(Region pointing data)
- Opening Delimiter -

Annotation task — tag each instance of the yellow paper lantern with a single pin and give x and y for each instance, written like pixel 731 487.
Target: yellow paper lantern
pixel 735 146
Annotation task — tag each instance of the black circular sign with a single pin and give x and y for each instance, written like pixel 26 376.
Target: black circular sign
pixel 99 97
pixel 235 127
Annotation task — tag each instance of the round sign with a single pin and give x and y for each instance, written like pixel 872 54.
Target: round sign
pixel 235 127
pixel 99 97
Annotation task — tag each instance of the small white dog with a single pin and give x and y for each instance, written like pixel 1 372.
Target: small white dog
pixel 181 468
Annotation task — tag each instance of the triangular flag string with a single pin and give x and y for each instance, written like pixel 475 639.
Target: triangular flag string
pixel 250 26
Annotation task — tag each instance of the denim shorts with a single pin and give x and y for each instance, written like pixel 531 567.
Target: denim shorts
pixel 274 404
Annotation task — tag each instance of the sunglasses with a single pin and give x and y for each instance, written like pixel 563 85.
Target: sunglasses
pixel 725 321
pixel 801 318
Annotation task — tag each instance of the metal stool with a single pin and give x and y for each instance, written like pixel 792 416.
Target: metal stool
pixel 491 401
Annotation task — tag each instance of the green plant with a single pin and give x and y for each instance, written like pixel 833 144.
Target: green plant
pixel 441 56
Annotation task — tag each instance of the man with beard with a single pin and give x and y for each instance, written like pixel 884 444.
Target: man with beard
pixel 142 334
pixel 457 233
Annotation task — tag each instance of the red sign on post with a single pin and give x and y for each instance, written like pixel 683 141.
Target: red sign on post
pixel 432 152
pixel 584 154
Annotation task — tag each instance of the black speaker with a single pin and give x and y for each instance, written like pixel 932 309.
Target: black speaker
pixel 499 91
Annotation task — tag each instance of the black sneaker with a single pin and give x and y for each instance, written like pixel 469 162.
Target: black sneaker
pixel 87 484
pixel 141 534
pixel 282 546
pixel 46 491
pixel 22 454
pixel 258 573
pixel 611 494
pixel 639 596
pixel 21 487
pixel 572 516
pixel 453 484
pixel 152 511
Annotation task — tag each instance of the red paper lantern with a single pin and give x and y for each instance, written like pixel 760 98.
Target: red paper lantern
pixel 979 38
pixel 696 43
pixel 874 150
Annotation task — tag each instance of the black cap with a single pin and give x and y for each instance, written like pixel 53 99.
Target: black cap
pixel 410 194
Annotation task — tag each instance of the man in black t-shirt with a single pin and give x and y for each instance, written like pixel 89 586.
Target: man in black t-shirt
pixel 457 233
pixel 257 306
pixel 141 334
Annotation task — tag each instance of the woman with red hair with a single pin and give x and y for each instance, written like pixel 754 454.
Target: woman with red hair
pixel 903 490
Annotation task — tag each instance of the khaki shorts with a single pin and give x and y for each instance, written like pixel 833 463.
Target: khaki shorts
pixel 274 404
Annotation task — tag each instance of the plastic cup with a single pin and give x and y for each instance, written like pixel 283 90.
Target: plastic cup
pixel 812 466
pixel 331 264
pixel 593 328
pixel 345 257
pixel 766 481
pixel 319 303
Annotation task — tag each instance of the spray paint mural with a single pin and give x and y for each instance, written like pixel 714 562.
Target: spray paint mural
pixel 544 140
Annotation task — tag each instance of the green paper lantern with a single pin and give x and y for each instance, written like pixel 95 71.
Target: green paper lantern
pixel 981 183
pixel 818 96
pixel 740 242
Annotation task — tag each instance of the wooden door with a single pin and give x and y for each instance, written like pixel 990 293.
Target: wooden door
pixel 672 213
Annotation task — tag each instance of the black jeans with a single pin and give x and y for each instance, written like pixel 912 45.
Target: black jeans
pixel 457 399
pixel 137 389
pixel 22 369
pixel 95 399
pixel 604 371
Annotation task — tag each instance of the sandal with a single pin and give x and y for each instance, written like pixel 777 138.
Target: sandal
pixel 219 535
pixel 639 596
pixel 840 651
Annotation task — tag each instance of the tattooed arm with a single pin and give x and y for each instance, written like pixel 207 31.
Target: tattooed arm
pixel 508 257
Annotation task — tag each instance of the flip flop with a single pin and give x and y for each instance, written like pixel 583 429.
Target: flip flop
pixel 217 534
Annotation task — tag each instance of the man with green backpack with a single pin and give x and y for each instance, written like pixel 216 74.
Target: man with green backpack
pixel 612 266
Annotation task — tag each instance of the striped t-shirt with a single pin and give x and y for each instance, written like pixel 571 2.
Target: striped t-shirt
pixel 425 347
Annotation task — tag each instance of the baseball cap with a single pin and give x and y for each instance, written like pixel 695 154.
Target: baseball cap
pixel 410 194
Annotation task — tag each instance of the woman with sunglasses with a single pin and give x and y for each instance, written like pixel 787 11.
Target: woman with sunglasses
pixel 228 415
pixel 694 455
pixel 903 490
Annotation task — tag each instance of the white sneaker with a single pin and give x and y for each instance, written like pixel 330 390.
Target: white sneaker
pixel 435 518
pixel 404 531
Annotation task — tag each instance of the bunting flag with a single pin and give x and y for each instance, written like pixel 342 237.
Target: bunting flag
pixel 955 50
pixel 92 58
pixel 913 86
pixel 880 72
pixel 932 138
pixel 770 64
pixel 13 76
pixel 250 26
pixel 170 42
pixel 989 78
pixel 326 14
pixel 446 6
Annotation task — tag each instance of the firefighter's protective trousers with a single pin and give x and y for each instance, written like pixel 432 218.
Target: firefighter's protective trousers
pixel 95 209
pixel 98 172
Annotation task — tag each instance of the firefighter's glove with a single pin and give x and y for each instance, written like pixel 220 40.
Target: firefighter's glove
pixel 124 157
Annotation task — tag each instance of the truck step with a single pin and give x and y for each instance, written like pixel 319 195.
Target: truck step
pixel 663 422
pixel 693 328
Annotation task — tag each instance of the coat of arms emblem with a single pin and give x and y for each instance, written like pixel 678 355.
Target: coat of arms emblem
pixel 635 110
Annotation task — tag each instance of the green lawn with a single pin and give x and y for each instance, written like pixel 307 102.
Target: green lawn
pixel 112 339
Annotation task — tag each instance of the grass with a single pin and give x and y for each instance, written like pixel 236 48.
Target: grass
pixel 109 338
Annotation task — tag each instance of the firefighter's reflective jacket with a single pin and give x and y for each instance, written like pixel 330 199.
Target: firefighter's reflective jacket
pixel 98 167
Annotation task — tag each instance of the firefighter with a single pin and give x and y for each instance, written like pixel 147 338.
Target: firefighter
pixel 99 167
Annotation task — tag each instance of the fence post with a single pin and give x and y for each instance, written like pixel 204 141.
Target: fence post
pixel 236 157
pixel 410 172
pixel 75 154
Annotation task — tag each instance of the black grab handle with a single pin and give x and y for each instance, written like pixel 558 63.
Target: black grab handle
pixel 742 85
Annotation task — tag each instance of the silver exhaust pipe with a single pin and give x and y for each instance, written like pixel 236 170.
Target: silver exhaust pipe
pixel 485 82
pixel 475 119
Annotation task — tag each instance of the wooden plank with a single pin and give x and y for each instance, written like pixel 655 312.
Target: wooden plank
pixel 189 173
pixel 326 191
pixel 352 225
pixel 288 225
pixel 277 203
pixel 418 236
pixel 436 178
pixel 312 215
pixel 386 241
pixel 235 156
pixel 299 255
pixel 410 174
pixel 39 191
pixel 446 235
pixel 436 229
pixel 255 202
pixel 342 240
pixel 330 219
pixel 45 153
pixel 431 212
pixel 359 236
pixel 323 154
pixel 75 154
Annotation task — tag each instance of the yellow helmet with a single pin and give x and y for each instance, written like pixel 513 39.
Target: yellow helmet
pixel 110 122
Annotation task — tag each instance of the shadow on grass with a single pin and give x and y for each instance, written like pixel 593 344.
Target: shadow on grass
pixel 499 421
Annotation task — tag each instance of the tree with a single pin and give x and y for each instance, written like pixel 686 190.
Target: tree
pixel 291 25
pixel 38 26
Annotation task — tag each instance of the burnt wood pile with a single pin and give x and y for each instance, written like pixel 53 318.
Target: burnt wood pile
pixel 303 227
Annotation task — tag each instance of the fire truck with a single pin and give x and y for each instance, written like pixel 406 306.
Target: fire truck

- Closing Delimiter -

Output only the lines from the one that contains "Target: tree" through the final line of the records, exactly as given.

Target: tree
pixel 291 25
pixel 38 26
Annotation task — tag each instance of the burnt wood pile with a single pin and give x and y for each instance, written like pixel 53 318.
Target: burnt wood pile
pixel 303 227
Annotation task — tag each instance of the fire truck with a single pin and give x and y for each instance, written like pixel 406 306.
Target: fire truck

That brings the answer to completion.